|On a similar note, what does this (legal Haskell 98) definition mean?
|
| (((+) + 1) + 1) 1 = (+)
|
|That's right!
|
| (+) :: (Integral a, Num b, Num c) => a -> b -> c -> a
I was about to ask you to explain this, but in writing this email,
I've worked it out.. :-)
decl -> gendecl
| (funlhs | pat0) rhs
funlhs -> var apat {apat }
| pati+1 varop(a,i) pati+1
| lpati varop(l,i) pati+1
| pati+1 varop(r,i) rpati
| ( funlhs ) apat {apat }
We have: "(((+) + 1) + 1)" then "1", so we can't have <pat0>, so it
must be <funlhs>. There are only two terms, and the first is not
<var> so it must be <(funlhs) apat>. For "((+) + 1) + 1" to be
<funlhs>, the third "+" must be a <varop> as it cannot be an <apat>
(it would have to have brackets around it). So, "((+) + 1)" is a
<pat>, and thus "(+)" is <var>. Therefore, "(+)" is acting as an
integer here.
But then, to what does the "(+)" on the rhs refer? This is similar
to:
f f = f
which was on the list a while back IIRC, and defines the identity
according to Hugs (I'm not sure if this is dictated by the language
report or not). By analogy then, the equation:
(((+) + 1) + 1) 1 = (+)
defines a function (+) that takes an integer N, and two further
elements of Num, and if these elements are both 1 then it returns N-1.
Correct? :-)
There, that only took about an hour... ;-)
Graeme.

### Data provided:
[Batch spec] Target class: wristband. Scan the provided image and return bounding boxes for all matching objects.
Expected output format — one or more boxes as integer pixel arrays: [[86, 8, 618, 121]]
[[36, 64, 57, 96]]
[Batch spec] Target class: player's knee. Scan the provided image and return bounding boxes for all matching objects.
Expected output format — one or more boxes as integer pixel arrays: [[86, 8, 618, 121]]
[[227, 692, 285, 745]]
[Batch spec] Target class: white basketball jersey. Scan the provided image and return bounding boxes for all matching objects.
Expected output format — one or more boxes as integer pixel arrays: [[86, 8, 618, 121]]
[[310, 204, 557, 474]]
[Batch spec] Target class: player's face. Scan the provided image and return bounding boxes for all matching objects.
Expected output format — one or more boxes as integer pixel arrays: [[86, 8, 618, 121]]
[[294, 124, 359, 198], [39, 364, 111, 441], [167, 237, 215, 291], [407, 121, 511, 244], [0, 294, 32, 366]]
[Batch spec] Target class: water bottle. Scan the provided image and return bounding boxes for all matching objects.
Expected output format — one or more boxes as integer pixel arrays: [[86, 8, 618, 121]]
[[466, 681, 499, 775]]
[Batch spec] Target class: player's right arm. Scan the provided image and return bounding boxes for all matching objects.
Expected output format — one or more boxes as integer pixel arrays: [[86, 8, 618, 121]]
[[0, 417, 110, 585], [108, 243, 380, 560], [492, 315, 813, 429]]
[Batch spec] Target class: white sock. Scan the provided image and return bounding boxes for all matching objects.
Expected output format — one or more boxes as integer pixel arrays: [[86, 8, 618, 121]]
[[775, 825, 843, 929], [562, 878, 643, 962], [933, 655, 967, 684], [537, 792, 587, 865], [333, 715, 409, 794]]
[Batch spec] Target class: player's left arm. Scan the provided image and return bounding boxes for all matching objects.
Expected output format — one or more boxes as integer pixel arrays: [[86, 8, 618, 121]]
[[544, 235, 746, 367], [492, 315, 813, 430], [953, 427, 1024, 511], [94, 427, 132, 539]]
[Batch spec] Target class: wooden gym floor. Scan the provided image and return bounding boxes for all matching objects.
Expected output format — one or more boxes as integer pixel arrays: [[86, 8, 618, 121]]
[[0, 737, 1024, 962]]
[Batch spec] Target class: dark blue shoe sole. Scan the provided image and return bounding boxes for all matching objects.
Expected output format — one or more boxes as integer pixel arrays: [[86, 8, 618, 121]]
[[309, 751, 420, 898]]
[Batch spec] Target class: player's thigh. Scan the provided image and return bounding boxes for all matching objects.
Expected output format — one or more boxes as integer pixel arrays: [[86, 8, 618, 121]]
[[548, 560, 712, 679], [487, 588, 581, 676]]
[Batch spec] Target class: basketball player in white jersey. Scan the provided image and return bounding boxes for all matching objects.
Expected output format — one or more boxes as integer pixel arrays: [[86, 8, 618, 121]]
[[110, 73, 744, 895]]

### What to work on:
1 – How would you say this sentence from the Haskell message in Spanish: "There are only two terms, and the first is not <var> so it must be <(funlhs) apat>."?
2 – Give the part of the Haskell message again, starting at the words "decl -> gendecl" and ending after "integer here.", with "integer" swapped for "number".

### Results by task:
1 – Solo hay dos términos, y el primero no es <var>, así que debe ser <(funlhs) apat>.

2 –
decl -> gendecl
| (funlhs | pat0) rhs
funlhs -> var apat {apat }
| pati+1 varop(a,i) pati+1
| lpati varop(l,i) pati+1
| pati+1 varop(r,i) rpati
| ( funlhs ) apat {apat }
We have: "(((+) + 1) + 1)" then "1", so we can't have <pat0>, so it
must be <funlhs>. There are only two terms, and the first is not
<var> so it must be <(funlhs) apat>. For "((+) + 1) + 1" to be
<funlhs>, the third "+" must be a <varop> as it cannot be an <apat>
(it would have to have brackets around it). So, "((+) + 1)" is a
<pat>, and thus "(+)" is <var>. Therefore, "(+)" is acting as an
number here.